## WORK REQUEST 1
From the article on the fatty liver disease study below, answer each question:
(a) How large is the NIDDK grant, and how many years does it cover?
(b) What role in the study does Professor Gabriel Shaibi hold?
(c) Which organizations all have a presence on the Phoenix Bioscience Core?
## WORK REQUEST 2
Carry the article on the fatty liver disease study in Latino youth forward from its last paragraph.

## SELECTED TEXT
· · · · ·

TGen's Johnna Distefano

TGen, Arizona State University collaborate to treat fatty liver disease in Latino youth through NIDDK grant

TGen's Johnna Distefano

TGen, Arizona State University collaborate to treat fatty liver disease in Latino youth through NIDDK grant

Arizona State University’s Edson College of Nursing and Health Innovation, Phoenix Children’s Hospital and the Translational Genomics Research Institute (TGen) announced yesterday they will partner on a new study along with Cincinnati Children’s focused on nonalcoholic fatty liver disease, or NAFLD, in Latino youth.

The study was made possible through a five-year, R01 grant of $3.9 million from the National Institute of Diabetes and Digestive and Kidney Diseases, or NIDDK, which is part of the National Institutes of Health, according to a story from ASU News.

ASU’s Edson College of Nursing and Health Innovation, TGen, NIDDK and Phoenix Children’s Hospital all have a presence on the Phoenix Bioscience Core.

“This study will give us a better idea why some kids get liver disease and others don’t,” said Professor Gabriel Shaibi, director of ASU’s Center for Health Promotion and Disease Prevention and co-principal investigator for the study. “We will also explore how changes in liver fat storage after clinical intervention may alter molecular markers of the disease. In the future, these findings could help doctors to develop better methods to diagnose and treat fatty liver disease in kids.”

· · · · ·

## EXCERPTED DATA
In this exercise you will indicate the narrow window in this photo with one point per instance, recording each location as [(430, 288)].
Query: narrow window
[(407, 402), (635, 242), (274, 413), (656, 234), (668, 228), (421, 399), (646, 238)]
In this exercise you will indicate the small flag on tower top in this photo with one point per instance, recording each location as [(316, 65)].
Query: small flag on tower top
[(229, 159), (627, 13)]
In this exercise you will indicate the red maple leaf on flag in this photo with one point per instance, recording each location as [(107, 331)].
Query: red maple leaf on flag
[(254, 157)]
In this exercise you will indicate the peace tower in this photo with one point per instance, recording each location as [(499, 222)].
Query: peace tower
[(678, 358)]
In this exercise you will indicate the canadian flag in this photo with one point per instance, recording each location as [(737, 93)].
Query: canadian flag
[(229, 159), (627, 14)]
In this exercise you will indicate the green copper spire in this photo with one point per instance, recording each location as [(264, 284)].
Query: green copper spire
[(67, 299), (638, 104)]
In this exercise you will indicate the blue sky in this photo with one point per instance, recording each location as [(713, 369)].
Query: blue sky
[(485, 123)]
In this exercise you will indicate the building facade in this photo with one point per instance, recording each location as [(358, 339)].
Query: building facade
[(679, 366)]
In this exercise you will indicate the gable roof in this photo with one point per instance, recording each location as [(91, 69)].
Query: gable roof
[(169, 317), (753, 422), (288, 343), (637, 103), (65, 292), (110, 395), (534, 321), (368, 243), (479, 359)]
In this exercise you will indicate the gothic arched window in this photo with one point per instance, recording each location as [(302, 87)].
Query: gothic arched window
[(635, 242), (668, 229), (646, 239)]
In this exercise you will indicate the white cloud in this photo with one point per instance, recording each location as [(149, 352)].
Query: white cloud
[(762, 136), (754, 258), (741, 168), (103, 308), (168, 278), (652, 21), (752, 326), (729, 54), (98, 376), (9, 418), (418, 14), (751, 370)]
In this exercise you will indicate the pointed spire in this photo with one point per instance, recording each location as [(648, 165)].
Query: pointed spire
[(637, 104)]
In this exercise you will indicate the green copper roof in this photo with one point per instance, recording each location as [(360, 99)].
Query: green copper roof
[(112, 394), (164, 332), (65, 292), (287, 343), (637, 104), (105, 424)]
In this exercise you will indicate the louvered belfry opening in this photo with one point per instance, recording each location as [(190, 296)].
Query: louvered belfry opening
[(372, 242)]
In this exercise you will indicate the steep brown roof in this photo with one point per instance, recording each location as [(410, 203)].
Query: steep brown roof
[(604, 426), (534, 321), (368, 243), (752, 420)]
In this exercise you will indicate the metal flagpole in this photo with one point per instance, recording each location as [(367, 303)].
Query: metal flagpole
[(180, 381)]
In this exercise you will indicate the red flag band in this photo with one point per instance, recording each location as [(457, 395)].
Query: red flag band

· · · · ·

## RESPONSE BOX 1
(a) $3.9 million over five years.
(b) Co-principal investigator.
(c) ASU’s Edson College of Nursing and Health Innovation, TGen, NIDDK and Phoenix Children’s Hospital.

## RESPONSE BOX 2
Preliminary data forming the foundation for this study revealed protein signatures in extracellular vesicles that appeared specific to fatty liver; and following a lifestyle intervention, these signatures began to resemble those observed in children without fatty liver disease.

Each member of the multidisciplinary team will have a distinct role in the study.

ASU will provide samples and data from Latino youth with obesity and mild liver disease before and after intervention. Phoenix Children’s will provide samples and data from Latino youth with advanced liver disease, while Cincinnati Children’s will provide samples and data from Caucasian and African American youth with advanced liver disease who underwent bariatric surgery and whose liver disease was subsequently resolved. TGen will perform all of the molecular, proteomic and statistical analyses on those samples, converting them from raw data to actionable information and investigating the mechanisms by which these NAFLD-associated factors contribute to the development and progression of disease.